─── TEXT SECTION ───

Member of the International League

Baseball Hall of Fame
- Induction: 2009

= Clay Hopper =

American baseball player

Robert Clay Hopper (October 3, 1902 - April 17, 1976) was an American professional baseball player and manager in minor league baseball. Hopper played from 1926 through 1941 and continued managing through 1956.

Managing the Montreal Royals of the International League in 1946, Hopper served as Jackie Robinson's first manager in integrated baseball. Hopper was named manager of the year with the Royals in 1946 and with the Portland Beavers of the Pacific Coast League in 1953. He was inducted into the International League Hall of Fame in 2009.

==Career==

===College===
Hopper played collegiately at Mississippi State University, known as Mississippi A&M College at the time, and was a three-year letterman.
A search of MSU athletic records from the period shows that Hopper's first collegiate year was as a member of legendary MSU head coach C.R. "Dudy" Noble's 1924 team that won the last of A&M's six baseball championships in the Southern Intercollegiate Athletic Association.

===Minor leagues===
Hopper played in minor league baseball from 1926 through 1941. On July 17, 1927, Hopper hit four home runs in a game for the Danville Veterans of the Illinois–Indiana–Iowa League. Joining the Rochester Red Wings of the International League for the final three weeks of the 1928 season as a substitute, Hopper helped lead the team to the league's pennant.

===Manager===
Hopper became a player-manager with the Laurel Cardinals in 1929. He played for the Greensboro Patriots in 1930 but did not manage the team. He managed the Scottsdale Cardinals in 1931 and was then hired by the St. Louis Cardinals organization as a player-manager for the Elmira Red Wings. He managed the Greensburg Redwings of the Pennsylvania State Association to the league championship in 1934. After managing the Springfield Cardinals of the Western Association to a second-place finish in 1938, he was promoted to manage the Columbus Red Birds of the South Atlantic League in 1939. He was promoted to manage the Houston Buffaloes of the Texas League in 1942.

─── PROVIDED RECORDS ───

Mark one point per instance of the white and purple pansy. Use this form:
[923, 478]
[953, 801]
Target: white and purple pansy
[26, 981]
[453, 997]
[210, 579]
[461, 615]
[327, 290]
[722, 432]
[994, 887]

───

--- TASKS ---
1. In the Clay Hopper biography, which team did Hopper manage to the league championship in 1934?
2. Extend the Clay Hopper biography, beginning right after its final sentence.

--- RESULTS IN ORDER ---
1. The Greensburg Redwings of the Pennsylvania State Association.

2.
Hopper joined the Brooklyn Dodgers organization in 1942. He managed the Mobile Bears of the Southern Association in 1945, leading them to the league championship. He was promoted to become the manager for the Montreal Royals of the International League for the 1946 season. That year Jackie Robinson, the first black player to integrate baseball since the 1880s, entered the Dodgers farm system and was assigned to the Royals. Hopper, who opposed integration of baseball at the time, asked Branch Rickey, the general manager of the Dodgers, to assign Robinson to a different Dodgers affiliate, but Rickey kept Robinson assigned to Montreal. Robinson reported that Hopper treated him well, and the Royals won the Governors' Cup as the International League champions. The Sporting News named Hopper the Manager of the Year for all of minor league baseball that season. Hopper recommended the Dodgers promote Robinson to the major leagues for the 1947 season.

Hopper remained Montreal's manager through the 1949 season. Between 1946 and 1949, Hopper managed three Governors' Cup champions. In 1950, Rickey assigned Hopper to manage the St. Paul Saints of the American Association, as Walter Alston became Montreal's manager.

From 1952 through 1955, Hopper managed the Portland Beavers of the Pacific Coast League (PCL), which at the time was unaffiliated with an MLB franchise. He was named the PCL manager of the year in 1953. Hopper managed the Hollywood Stars of the PCL, a Pittsburgh Pirates affiliate, in 1956. He retired from baseball following the season.

He ranks #15 of all time in minor league wins by a manager. Hopper was posthumously inducted into the International League Hall of Fame in 2009.

==Personal==
Hopper lived in Greenwood, Mississippi. He worked as a cotton broker during the baseball offseason.

Hopper is portrayed by Brett Cullen in 42, the 2013 biopic about Robinson.